PROBLEMS AND TASKS:
**A.** Please answer these from the passage below on betting outcomes:
(i) In the outcome (0, 2), what result does the 2 stand for?
(ii) What does the Iverson bracket evaluate to when its condition is false?
(iii) What does the quantity T with subscript o count?
**B.** Pull out every line of the listing that contains the word "yellow". Matching is case-sensitive.

The multiplicative factor for an outcome. Let \(\boldsymbol{o} \in \mathbb{Z}_3^m\) denote an outcome. For instance, the outcome \((0, 2)\) means that there are \(m=2\) matches, since the length of the outcome tuple is two, and the first match resulted in a home win (denoted by the \(0\)) and the second match resulted in an away win (denoted by \(2\)).

If \(\boldsymbol{o}_i\) equals \(j\), then match \(i\) results in outcome \(j\). The factor that multiplies the original wealth becomes

\begin{align*} 1 + \sum_{i=1}^m \sum_{j=1}^3 b_{ij}   w_{ij} [ \boldsymbol{o}_i = j ] - w_{ij}, \end{align*}

where \([ \text{argument} ]\) is the Iverson bracket, evaluating to \(1\) if the condition is true and \(0\) otherwise.

The probability of an outcome. The probability of an outcome is \(\prod_{i=1}^m p_{i, \boldsymbol{o}_i}\). For instance, the probability of the outcome \((0, 2)\) is \(p_{1, \boldsymbol{o}_1} \times p_{2, \boldsymbol{o}_2} = p_{1, 0} \times p_{2, 2}\). The notation is dense, so it might be helpful for the reader to work out a few examples by hand.

Geometric average. Combining the multiplicative factors and probabilities for outcomes together, we get the following multiplicative factors

\begin{align*} \prod_{\boldsymbol{o}} \left( 1 + \sum_{i=1}^m \sum_{j=1}^3 b_{ij}   w_{ij} [ \boldsymbol{o}_i = j ] - w_{ij} \right)^{T_{\boldsymbol{o}}}, \end{align*}

where \(T_{\boldsymbol{o}}\) is the number of times outcome \(\boldsymbol{o}\) happens. Let’s assume we bet \(N\) times.

Taking the logarithm and the limit.

Lines of data:
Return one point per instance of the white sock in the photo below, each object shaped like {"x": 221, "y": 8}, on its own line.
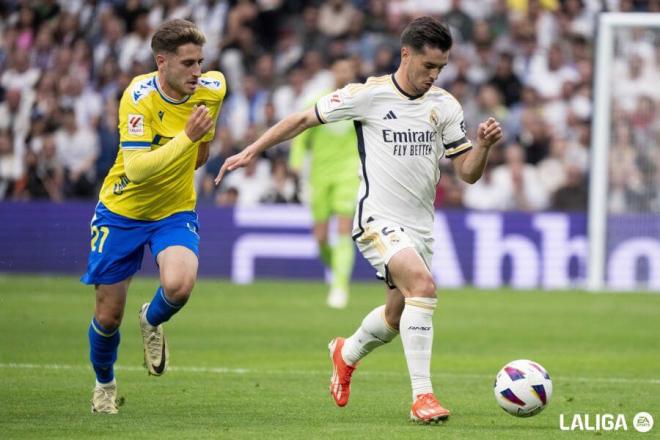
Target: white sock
{"x": 416, "y": 328}
{"x": 109, "y": 384}
{"x": 372, "y": 333}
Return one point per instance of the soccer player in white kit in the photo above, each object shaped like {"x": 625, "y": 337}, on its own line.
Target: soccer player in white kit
{"x": 404, "y": 126}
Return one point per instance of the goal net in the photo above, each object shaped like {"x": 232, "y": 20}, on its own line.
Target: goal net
{"x": 624, "y": 204}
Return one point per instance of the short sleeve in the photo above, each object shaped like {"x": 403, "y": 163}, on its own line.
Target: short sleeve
{"x": 216, "y": 86}
{"x": 454, "y": 133}
{"x": 134, "y": 123}
{"x": 350, "y": 102}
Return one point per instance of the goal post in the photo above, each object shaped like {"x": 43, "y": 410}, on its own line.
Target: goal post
{"x": 609, "y": 25}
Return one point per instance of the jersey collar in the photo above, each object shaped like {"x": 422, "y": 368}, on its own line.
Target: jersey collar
{"x": 407, "y": 95}
{"x": 167, "y": 98}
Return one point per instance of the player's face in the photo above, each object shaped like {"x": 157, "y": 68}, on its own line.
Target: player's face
{"x": 423, "y": 67}
{"x": 182, "y": 69}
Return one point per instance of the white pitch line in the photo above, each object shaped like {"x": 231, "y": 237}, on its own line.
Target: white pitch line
{"x": 226, "y": 370}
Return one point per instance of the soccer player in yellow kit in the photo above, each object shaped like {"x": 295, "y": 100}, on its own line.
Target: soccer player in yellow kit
{"x": 166, "y": 120}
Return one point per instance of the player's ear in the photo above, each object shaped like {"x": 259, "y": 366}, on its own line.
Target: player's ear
{"x": 161, "y": 60}
{"x": 405, "y": 53}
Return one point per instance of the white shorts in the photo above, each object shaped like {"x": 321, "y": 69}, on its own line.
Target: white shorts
{"x": 382, "y": 239}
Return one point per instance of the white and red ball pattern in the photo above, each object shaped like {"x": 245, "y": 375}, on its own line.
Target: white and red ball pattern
{"x": 523, "y": 388}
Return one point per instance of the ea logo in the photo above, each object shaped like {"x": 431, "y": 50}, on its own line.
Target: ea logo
{"x": 643, "y": 422}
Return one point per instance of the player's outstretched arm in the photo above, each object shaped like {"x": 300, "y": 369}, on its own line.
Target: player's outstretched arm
{"x": 287, "y": 128}
{"x": 141, "y": 165}
{"x": 470, "y": 166}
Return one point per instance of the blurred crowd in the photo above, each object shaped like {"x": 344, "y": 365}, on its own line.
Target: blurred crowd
{"x": 529, "y": 63}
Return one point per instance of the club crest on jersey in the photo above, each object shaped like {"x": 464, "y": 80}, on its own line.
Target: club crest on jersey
{"x": 136, "y": 125}
{"x": 433, "y": 117}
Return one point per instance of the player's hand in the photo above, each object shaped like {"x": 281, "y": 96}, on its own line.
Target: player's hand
{"x": 199, "y": 123}
{"x": 489, "y": 133}
{"x": 236, "y": 161}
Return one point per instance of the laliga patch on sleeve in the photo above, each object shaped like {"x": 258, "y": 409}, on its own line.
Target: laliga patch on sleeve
{"x": 335, "y": 100}
{"x": 136, "y": 125}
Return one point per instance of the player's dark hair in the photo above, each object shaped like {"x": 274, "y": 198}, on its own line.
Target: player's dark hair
{"x": 426, "y": 31}
{"x": 174, "y": 33}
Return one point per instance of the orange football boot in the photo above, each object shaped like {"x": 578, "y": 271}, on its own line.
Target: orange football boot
{"x": 427, "y": 409}
{"x": 340, "y": 382}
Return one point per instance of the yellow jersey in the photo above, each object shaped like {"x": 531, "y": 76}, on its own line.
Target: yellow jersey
{"x": 148, "y": 119}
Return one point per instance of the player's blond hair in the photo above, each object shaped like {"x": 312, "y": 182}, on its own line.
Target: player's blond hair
{"x": 174, "y": 33}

SOLUTIONS:
**A.**
(i) An away win in the second match.
(ii) 0.
(iii) The number of times that outcome happens.

**B.**
Return one point per instance of the soccer player in yellow kit in the photo above, each object shaped like {"x": 295, "y": 100}, on its own line.
Target: soccer player in yellow kit
Return one point per instance of the yellow jersey in the photo above, each object shaped like {"x": 531, "y": 76}, on its own line.
Target: yellow jersey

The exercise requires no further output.